(Dataset rows)
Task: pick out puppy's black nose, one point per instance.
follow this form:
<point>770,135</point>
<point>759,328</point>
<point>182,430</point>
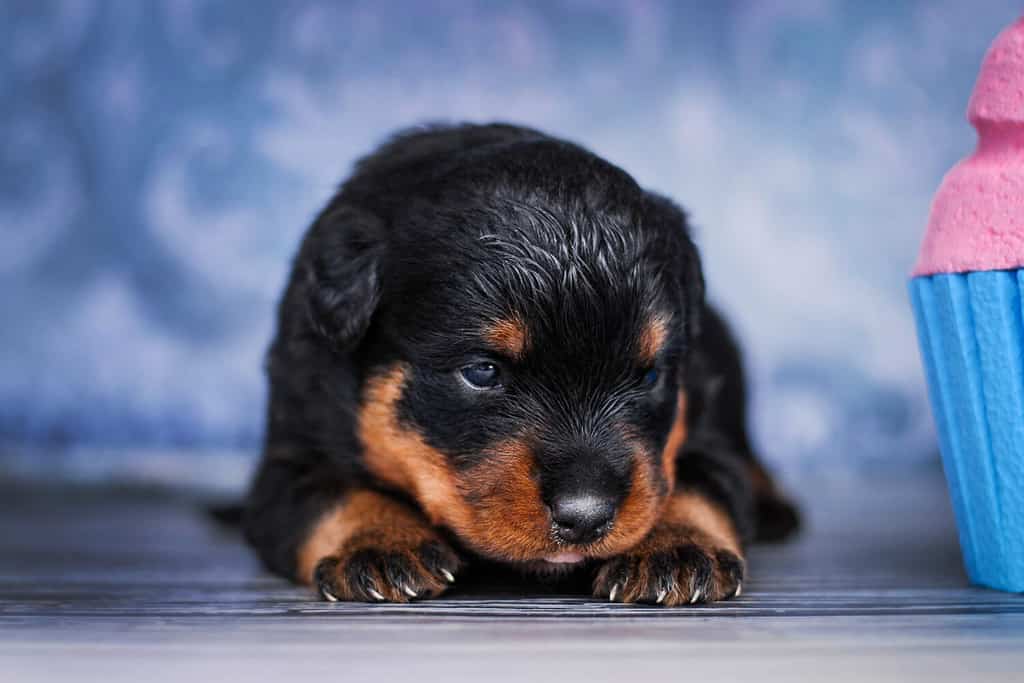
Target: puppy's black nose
<point>582,518</point>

_To do_: Rewrite the records above, changing "black nose" to "dark nose" everywhere it occurs and keeping everything else the same. Omit the pictures from your answer.

_The result_:
Task: pick out puppy's dark nose, one point per instance.
follow this form:
<point>770,135</point>
<point>759,328</point>
<point>182,430</point>
Target: puppy's dark nose
<point>582,518</point>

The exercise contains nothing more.